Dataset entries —
+++

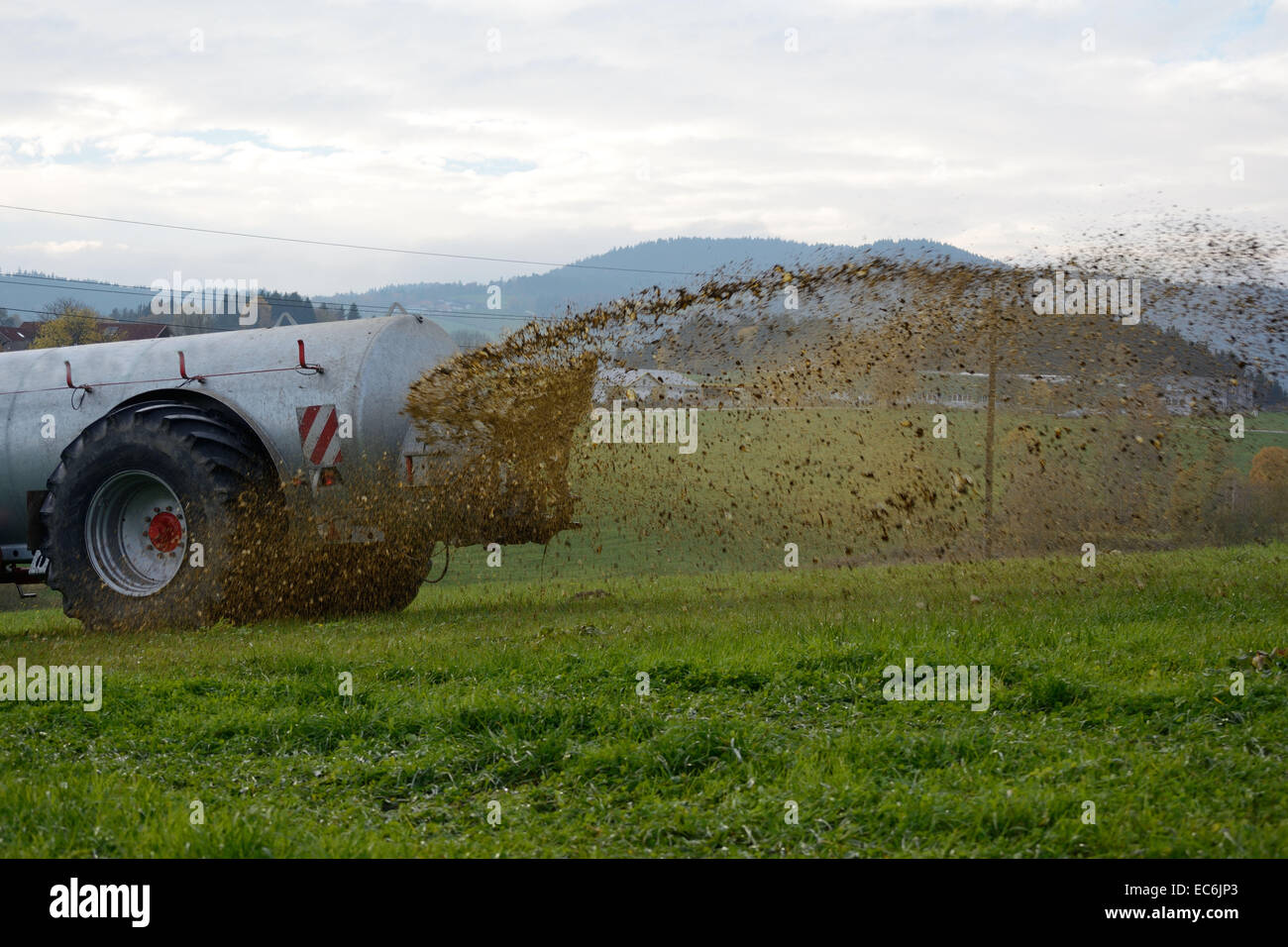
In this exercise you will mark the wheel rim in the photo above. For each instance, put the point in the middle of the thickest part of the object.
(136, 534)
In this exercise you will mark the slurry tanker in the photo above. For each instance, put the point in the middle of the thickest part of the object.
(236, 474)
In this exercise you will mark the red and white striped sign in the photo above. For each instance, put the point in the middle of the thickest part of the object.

+++

Brief —
Set down every entry above without alteration, but print no images.

Answer to this problem —
In this exercise you will mark the wheel rim in the photo above. For each instance, put the point in the middle of the thickest part of the object.
(136, 534)
In this exercise you will mark the slurry tanker in the photo above. For each instance, put the point in the middle of the thickest part of the object.
(236, 474)
In this exercise you will mark the red and white striped sign in the photo above. For each instance, put the point in the middle of the thickest part of the object.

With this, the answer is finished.